Task => Please swap "target" for "object" everywhere in the material below and leave everything else unchanged. Don't include the pictures in your answer.

○ ○ ○ ○ ○

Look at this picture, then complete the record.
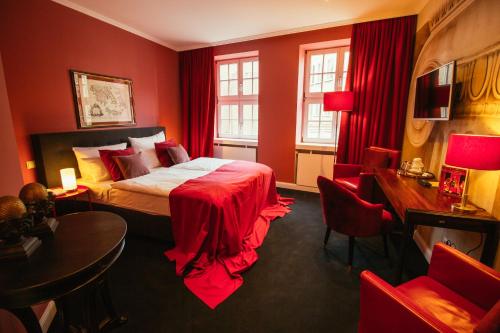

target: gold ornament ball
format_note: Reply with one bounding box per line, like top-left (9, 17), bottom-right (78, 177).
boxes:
top-left (19, 183), bottom-right (48, 204)
top-left (0, 195), bottom-right (26, 221)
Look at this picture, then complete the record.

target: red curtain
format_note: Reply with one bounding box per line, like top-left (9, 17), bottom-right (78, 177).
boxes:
top-left (179, 47), bottom-right (215, 158)
top-left (337, 16), bottom-right (417, 163)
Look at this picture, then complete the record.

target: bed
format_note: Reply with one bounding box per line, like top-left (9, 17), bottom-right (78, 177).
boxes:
top-left (32, 127), bottom-right (290, 309)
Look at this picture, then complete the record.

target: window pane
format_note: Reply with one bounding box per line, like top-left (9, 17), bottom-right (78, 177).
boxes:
top-left (243, 104), bottom-right (253, 120)
top-left (253, 79), bottom-right (259, 95)
top-left (309, 74), bottom-right (322, 92)
top-left (307, 121), bottom-right (319, 139)
top-left (243, 61), bottom-right (252, 79)
top-left (311, 54), bottom-right (323, 73)
top-left (307, 104), bottom-right (320, 121)
top-left (323, 52), bottom-right (337, 73)
top-left (231, 104), bottom-right (238, 120)
top-left (219, 81), bottom-right (228, 96)
top-left (229, 63), bottom-right (238, 79)
top-left (220, 105), bottom-right (229, 119)
top-left (343, 51), bottom-right (349, 72)
top-left (243, 79), bottom-right (252, 95)
top-left (219, 65), bottom-right (228, 80)
top-left (229, 80), bottom-right (238, 96)
top-left (322, 74), bottom-right (335, 92)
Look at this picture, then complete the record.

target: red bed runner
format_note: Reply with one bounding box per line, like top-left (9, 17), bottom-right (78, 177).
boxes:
top-left (165, 161), bottom-right (292, 309)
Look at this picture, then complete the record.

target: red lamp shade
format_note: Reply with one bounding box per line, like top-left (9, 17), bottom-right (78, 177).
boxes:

○ ○ ○ ○ ○

Task answer =>
Look at this picture, then complete the record.

object: gold ornament ball
format_note: Reply with one bounding box per line, like top-left (9, 17), bottom-right (78, 177).
boxes:
top-left (19, 183), bottom-right (48, 204)
top-left (0, 195), bottom-right (26, 221)
Look at this picture, then complete the record.

object: red curtain
format_note: Reply with one bounding box per line, like top-left (9, 17), bottom-right (78, 177).
boxes:
top-left (179, 47), bottom-right (215, 158)
top-left (337, 16), bottom-right (417, 163)
Look at this picture, then complete the record.

object: bed
format_note: Reply with one bounding box per line, like top-left (9, 17), bottom-right (78, 177).
boxes:
top-left (32, 127), bottom-right (290, 309)
Look at this picture, then complete the record.

object: window pane
format_note: Reply with one bounding box per line, like top-left (9, 17), bottom-right (78, 177).
boxes:
top-left (243, 104), bottom-right (253, 120)
top-left (253, 79), bottom-right (259, 95)
top-left (309, 74), bottom-right (322, 92)
top-left (307, 121), bottom-right (319, 139)
top-left (243, 61), bottom-right (252, 79)
top-left (311, 54), bottom-right (323, 73)
top-left (307, 104), bottom-right (320, 121)
top-left (323, 52), bottom-right (337, 73)
top-left (231, 104), bottom-right (238, 120)
top-left (219, 81), bottom-right (228, 96)
top-left (229, 63), bottom-right (238, 79)
top-left (220, 105), bottom-right (229, 119)
top-left (343, 51), bottom-right (349, 72)
top-left (243, 79), bottom-right (252, 95)
top-left (219, 65), bottom-right (228, 80)
top-left (229, 80), bottom-right (238, 96)
top-left (322, 74), bottom-right (335, 92)
Look at this picture, then complete the record.

object: red bed runner
format_note: Reply with one bounding box per line, like top-left (9, 17), bottom-right (78, 177).
boxes:
top-left (165, 161), bottom-right (292, 309)
Look at this picture, then complete the record.

object: red lamp shade
format_note: Reply with one bounding box per line, like top-left (9, 17), bottom-right (78, 177).
boxes:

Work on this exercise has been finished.